___ RECORD SET
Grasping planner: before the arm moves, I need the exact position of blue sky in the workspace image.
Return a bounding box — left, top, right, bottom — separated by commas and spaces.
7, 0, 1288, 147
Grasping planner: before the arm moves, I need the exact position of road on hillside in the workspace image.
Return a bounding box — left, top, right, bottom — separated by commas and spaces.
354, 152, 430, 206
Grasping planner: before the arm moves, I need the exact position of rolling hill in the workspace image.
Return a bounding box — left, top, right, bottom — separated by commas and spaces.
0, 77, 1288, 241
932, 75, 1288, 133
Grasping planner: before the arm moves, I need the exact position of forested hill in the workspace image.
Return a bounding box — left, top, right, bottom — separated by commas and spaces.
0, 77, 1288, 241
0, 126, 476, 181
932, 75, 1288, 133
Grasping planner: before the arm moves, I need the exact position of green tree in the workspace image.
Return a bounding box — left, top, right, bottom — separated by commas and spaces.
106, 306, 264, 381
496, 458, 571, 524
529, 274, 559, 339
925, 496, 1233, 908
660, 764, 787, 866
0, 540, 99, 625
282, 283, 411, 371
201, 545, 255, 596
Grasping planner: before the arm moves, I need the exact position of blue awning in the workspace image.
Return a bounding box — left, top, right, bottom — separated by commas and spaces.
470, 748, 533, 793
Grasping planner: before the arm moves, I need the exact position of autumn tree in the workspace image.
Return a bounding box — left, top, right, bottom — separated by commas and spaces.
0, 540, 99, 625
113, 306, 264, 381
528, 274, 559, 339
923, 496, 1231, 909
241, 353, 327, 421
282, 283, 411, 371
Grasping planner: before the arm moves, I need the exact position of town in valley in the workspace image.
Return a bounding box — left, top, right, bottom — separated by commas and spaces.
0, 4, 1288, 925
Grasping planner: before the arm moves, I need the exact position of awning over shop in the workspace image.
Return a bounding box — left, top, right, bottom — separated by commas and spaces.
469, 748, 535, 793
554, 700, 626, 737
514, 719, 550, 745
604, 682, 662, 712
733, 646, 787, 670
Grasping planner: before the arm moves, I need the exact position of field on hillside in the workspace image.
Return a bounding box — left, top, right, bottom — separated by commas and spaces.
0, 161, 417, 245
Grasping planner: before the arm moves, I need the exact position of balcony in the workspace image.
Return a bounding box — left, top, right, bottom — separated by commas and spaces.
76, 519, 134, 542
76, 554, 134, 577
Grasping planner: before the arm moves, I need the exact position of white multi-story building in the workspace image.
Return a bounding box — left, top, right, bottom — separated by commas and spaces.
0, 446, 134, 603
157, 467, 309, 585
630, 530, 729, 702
______
**GIVEN PROBLEM**. Can you write out the lines again, from the one containing "awning in the workspace image." through the last line, inclusive, with the requests unchanged and every bounding-box coordinate in the answers multiplied by 1.5 and rounded to the nearest whole number, halves rounding up?

**RESPONSE TO THE TASK**.
Grasping planner: before the arm moves, I need the exact position of blue awning in the workspace image.
Return a bounding box — left, top, right, bottom — separated by commas and spaces.
705, 1122, 800, 1190
Grasping planner: before the arm moves, I need the exact position of autumn tree in the workspace image.
Return a bounding box — left, top, right, bottom — separated by commas and spaces.
0, 810, 149, 938
170, 459, 396, 572
792, 411, 839, 509
1385, 744, 1847, 1364
362, 530, 491, 632
423, 425, 617, 557
Grasping planner: before the arm moves, I need the exact position of town in valley in the workspace image.
Return a bounding box — left, top, right, bottom — separated by commas and spaces.
0, 6, 1932, 1388
Grasping planner: before the arm moves, I need the exact position of awning over shop in the workspace image.
Return a bounding box — left, top, right, bottom — separated by commas and spaces.
704, 1122, 803, 1190
831, 1050, 939, 1106
771, 1079, 825, 1118
906, 1023, 993, 1068
1100, 969, 1181, 1005
Grasping planner: before the arm moves, I need the exact position of field on hillside in the workspace image.
Return a bounding box — left, top, right, bottom — separated by commas and spaces.
0, 242, 626, 368
Grasping planner: before the arm moves, I need the exact position of balcony in the workspace image.
Return a bounding box — left, top, right, bottom — separated by commas and spaces.
114, 779, 201, 813
114, 831, 201, 866
Grasping planner: before the arm moves, I need the exact position of white multi-story building in the workspace image.
Return a bounding box — left, top, right, bottom — separated by commas and spaces.
0, 669, 201, 905
236, 701, 464, 878
945, 795, 1094, 1053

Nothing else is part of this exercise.